Toward a definition of high resolution audio

Posted on June 15, 2014 by soundkeeperb

We are starting to see the idea of high resolution audio gain some traction beyond the audiophile world, where it has been enjoyed for the past several years. Some of the major labels, perhaps seeing new opportunities for commerce, have formed a working group to define exactly what high resolution audio is.

I think we’re going to see a wide variety of perspectives on this one. The labels are using variations of the term “Master Quality”, with different designations, depending on whether the original source is an analog tape, a CD master, or some other digital format. My take is this can be quite vague, particularly in view of the fact that there is such enormous variation from recording to recording, even within one of the above source formats. In some ways, the sonic differences between recordings can far exceed the sonic differences between formats.

Another definition, which seems to come up a lot in the hobbyist fora, is “anything better than CD quality ”, meaning anything where the digital audio is encoded with a word length longer than CD’s 16-bits and a sample rate higher than CD’s 44.1k. (Word length and sample rate are discussed in the previous entry, Is “too much” not enough?)

Sometimes I think terms like “Master Quality” or “CD quality” are oxymorons, like “the sound of silence”, “jumbo shrimp”, “living dead”, or “civil war”.

**Raw data**
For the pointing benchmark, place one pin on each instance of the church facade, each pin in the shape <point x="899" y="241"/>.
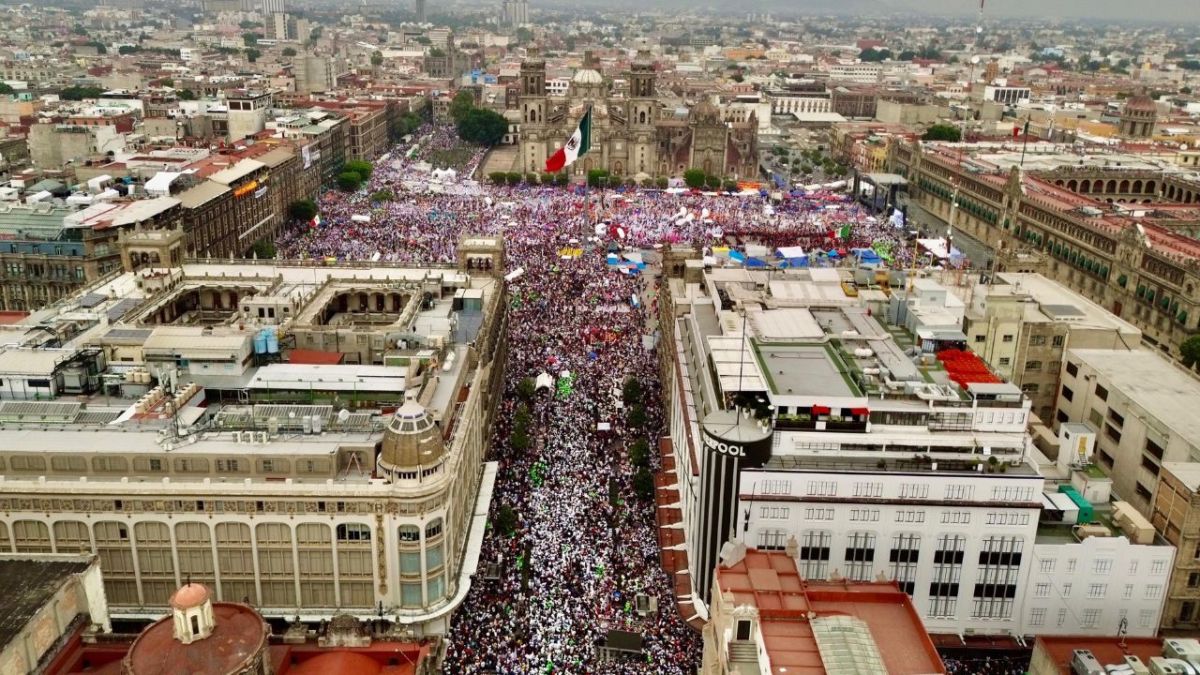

**Given request**
In the post on defining high resolution audio, what word length and sample rate does it give for CD?

**Written solution**
A 16-bit word length and a 44.1k sample rate.